# START OF SUPPLIED ENTRIES

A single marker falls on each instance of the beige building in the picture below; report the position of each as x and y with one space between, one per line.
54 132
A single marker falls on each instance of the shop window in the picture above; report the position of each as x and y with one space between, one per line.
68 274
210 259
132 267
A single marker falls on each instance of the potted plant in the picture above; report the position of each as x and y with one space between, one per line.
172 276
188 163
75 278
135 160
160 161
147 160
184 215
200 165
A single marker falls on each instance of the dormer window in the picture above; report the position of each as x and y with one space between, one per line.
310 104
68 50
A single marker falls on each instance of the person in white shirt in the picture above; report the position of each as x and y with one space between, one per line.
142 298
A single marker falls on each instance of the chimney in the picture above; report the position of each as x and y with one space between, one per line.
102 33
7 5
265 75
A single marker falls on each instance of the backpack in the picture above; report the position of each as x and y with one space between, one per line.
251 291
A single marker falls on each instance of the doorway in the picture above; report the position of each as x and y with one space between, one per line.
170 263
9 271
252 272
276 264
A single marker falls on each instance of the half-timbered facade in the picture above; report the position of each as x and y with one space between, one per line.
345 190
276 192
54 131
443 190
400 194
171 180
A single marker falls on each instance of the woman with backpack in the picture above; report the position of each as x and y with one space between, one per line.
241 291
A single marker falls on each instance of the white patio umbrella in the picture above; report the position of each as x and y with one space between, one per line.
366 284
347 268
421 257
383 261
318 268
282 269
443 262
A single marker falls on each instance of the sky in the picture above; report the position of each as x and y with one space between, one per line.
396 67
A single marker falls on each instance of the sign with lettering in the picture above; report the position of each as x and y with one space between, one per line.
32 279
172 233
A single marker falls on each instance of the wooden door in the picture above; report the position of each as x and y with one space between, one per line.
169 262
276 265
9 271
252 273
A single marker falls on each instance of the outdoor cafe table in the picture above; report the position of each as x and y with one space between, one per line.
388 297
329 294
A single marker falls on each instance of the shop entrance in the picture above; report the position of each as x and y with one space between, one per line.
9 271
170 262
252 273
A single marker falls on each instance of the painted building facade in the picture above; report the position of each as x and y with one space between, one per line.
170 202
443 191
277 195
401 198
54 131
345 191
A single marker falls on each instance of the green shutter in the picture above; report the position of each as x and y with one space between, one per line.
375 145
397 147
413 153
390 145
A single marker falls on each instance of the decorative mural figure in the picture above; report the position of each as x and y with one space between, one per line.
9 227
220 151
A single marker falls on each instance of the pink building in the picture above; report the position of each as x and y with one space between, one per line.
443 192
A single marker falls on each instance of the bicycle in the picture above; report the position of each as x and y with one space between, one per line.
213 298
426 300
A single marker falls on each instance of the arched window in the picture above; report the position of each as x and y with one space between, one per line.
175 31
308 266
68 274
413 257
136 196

# END OF SUPPLIED ENTRIES

GIVEN PROBLEM:
Copy every one of the records above line for line, changing nothing.

THE RESPONSE:
A single marker falls on each instance of the beige building in the picture below; report the position of each as x and y with one space between, one per line.
54 132
A single marker falls on each instance of the shop window in the picture above; report the position of each as x and y with one space between, one per line.
68 274
210 259
132 267
A single marker falls on each instance of the potted plant in the picture above; report the position of each as x and y with one space between, one per line.
172 276
188 163
75 278
135 160
160 161
147 160
184 215
200 165
A single marker falls on each instance of the dormer window in the picture above; report the position of each as x and y with one space between, one per line.
310 104
68 50
A single marker falls on each instance of the person in white shirt in the picture above; report the position of each as x and y with one space between, one per line.
142 298
A single marker falls on each instance of the chimney in the picture above; report the position of each as x and y with one space between, one per line.
102 33
7 5
265 75
A single marker falls on each instance of the backpack in the picture above; report the position of each as x and y with one space between, one per line.
251 291
A single marker falls on each instance of the doorway in the picture above; report the position of each as x and y with one space between, one per line.
170 263
9 271
252 272
276 264
A single marker falls on each instance of the half-timbered facade in the picture above; report the position of each as x and y with one space between, one per line.
345 190
276 192
54 131
443 190
400 194
171 180
A single marker falls on each instance of the woman with backpack in the picture above; report the position of each as x and y with one space between, one per line.
241 291
A single marker falls on each instance of the white patio umbrella in the picture above; report the position of each as x and y with one space between, one per line.
366 284
347 268
421 257
383 261
318 268
282 269
443 262
A single marker falls on each instance of the sky in the picture above; report the position of each as x and y with one space between, one per line.
396 67
A single marker falls on each instance of the sign with lettering in the picture above; report the position of each as x and y with one space between, one per line.
32 279
172 233
A single marker falls on each instance of the wooden door in the picture above; report the position of each as x and y with one space between, one per line.
169 262
276 265
9 271
252 273
A single marker falls on each instance of the outdoor cafe table in the picture above; report the position of each as x and y with one space between, one per line.
388 297
329 294
A single marker falls on each instance of the shop entrance in the picture above; report the position of each as x and y with one space between, one per line.
9 271
170 262
252 273
A single marker falls on each instance of the painted building facade in the picture above; report the position of each as x and y with one space between, one per line.
170 202
443 191
277 195
401 198
54 131
345 191
A single marker falls on each instance of the green shutter in the picture above; report the position of each as x and y with one space between, one per line.
375 145
397 147
413 153
390 145
A single marker falls on each instance of the decorative mural figure in the picture above; report the position of each as x and y with one space between, one per line.
9 227
220 151
A single marker falls on each instance of the pink building in the picture above; report the position of each as x and y with one space between, one per line.
443 192
A single marker falls on each instance of the bicycle in the picture above; report the position of each as x and y with one space between, one per line.
213 298
426 300
A single marker falls on each instance of the arched window in the picture above; report the position of each as x and y with one space between, one per line.
175 31
308 266
68 274
413 257
136 196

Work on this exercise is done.